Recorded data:
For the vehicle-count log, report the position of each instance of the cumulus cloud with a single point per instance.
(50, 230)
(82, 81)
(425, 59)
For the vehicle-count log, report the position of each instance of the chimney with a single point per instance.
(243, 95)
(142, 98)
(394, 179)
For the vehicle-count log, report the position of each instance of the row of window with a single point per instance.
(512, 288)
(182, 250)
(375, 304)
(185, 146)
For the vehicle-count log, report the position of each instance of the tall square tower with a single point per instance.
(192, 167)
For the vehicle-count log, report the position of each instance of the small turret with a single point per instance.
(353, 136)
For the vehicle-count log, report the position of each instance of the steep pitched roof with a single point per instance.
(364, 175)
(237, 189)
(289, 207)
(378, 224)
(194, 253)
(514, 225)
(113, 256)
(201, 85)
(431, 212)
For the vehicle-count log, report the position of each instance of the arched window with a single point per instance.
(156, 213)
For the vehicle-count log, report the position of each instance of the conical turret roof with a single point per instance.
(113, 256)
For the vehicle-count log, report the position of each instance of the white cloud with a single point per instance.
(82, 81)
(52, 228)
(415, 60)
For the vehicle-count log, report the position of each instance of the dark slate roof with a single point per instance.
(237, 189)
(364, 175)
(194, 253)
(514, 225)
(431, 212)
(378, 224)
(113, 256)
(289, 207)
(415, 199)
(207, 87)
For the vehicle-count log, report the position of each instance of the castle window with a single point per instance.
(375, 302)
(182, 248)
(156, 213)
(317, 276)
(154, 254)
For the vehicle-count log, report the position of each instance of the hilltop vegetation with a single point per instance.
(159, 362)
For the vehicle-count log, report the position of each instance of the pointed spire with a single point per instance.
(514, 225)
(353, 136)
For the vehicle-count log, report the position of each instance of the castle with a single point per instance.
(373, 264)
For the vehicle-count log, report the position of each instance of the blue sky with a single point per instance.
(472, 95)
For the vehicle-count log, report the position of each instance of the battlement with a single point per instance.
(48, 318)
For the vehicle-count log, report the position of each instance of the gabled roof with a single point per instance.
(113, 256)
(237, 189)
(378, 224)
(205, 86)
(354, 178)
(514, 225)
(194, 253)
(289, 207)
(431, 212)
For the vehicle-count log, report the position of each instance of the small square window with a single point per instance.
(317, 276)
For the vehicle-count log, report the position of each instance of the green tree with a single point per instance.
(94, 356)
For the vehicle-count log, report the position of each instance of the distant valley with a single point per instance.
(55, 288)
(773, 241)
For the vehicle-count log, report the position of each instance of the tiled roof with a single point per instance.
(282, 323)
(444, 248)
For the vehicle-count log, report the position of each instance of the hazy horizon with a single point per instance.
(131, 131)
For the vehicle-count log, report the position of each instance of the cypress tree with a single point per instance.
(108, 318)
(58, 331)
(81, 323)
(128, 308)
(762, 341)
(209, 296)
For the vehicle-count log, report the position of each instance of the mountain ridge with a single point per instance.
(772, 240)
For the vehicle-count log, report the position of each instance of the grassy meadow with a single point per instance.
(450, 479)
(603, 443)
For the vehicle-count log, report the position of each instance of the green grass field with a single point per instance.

### Prompt
What you should produce is an exact retyping of every line above.

### Result of the exercise
For the vehicle-count log, report the position of each instance of the cumulus cloud with a single point per instance.
(50, 230)
(82, 81)
(425, 59)
For the vehicle-count log, report the position of each instance of the chimney with a single point per instance.
(243, 95)
(142, 98)
(394, 179)
For the vehicle-count log, report the position of each instance of the row of window with a single point per instance.
(512, 288)
(182, 250)
(375, 304)
(185, 146)
For the vehicle-count log, report the position of each instance of the tall square tower with a single point per instance.
(192, 167)
For the vehicle-count log, report the position of each instance of the small turret with a single point per instance.
(353, 136)
For the vehicle-count log, report the position of each instance of the steep pitched roof with a single point per instance.
(364, 175)
(237, 189)
(289, 207)
(378, 224)
(194, 253)
(514, 225)
(113, 256)
(201, 85)
(431, 212)
For the vehicle-count log, report the position of each instance of the arched window with a single point per instance.
(156, 213)
For the vehicle-count log, report the position of each instance of the conical turret roof with a single point per instance.
(113, 256)
For the vehicle-count log, report the position of each instance of the white cloud with a single point per instance.
(82, 81)
(52, 228)
(415, 60)
For the vehicle-count log, report the position of each instance of the dark slate roof with a single point per instance.
(237, 189)
(364, 175)
(194, 253)
(514, 225)
(431, 212)
(378, 224)
(113, 256)
(289, 207)
(415, 199)
(207, 87)
For the vehicle-count log, report the position of each instance of the castle window with a single point per instance.
(375, 302)
(182, 248)
(156, 213)
(317, 276)
(154, 254)
For the vehicle-count log, report the position of each instance of the hilltop vegetation with a single point per instance.
(159, 362)
For the vehicle-count log, report the position of each instance of the pointed spire with a single point per instance.
(514, 225)
(353, 136)
For the vehicle-count log, report the position of each instance of the castle with a single point per instance.
(373, 264)
For the vehicle-count log, report the position of each instance of the blue sky with a single point per instance.
(472, 95)
For the vehicle-count log, report the position of each instance of the battlement with a single point per instance.
(48, 318)
For the vehicle-count log, report the position of each instance of the gabled roof with a single point per instance.
(113, 256)
(237, 189)
(378, 224)
(205, 86)
(354, 178)
(514, 225)
(194, 253)
(289, 207)
(431, 212)
For the vehicle-count log, report the position of each instance of the small square window with a single point per instance.
(317, 276)
For the vehicle-count log, report the position of each instance of the green tree with a single point per instance.
(94, 356)
For the vehicle-count log, report the position of each instance of the distant valley with a single point per instance.
(55, 288)
(773, 241)
For the vehicle-count log, report the position of each instance of the tiled roof with a single point per instance.
(282, 323)
(444, 248)
For the vehicle-count log, report the position of each instance of the hazy horizon with a single point per instance.
(131, 131)
For the vehicle-count log, report the position of each instance of the cypress tree with a single point per instance.
(108, 318)
(58, 331)
(81, 323)
(128, 308)
(762, 341)
(209, 296)
For the vehicle-count log, report the position of each instance of the mountain ridge with a single point per instance.
(772, 240)
For the vehicle-count log, report the position of each instance of the grassy meadow with a single point per instance.
(450, 479)
(603, 443)
For the vehicle-count log, report the position of each instance of the green grass field with a single point per instance.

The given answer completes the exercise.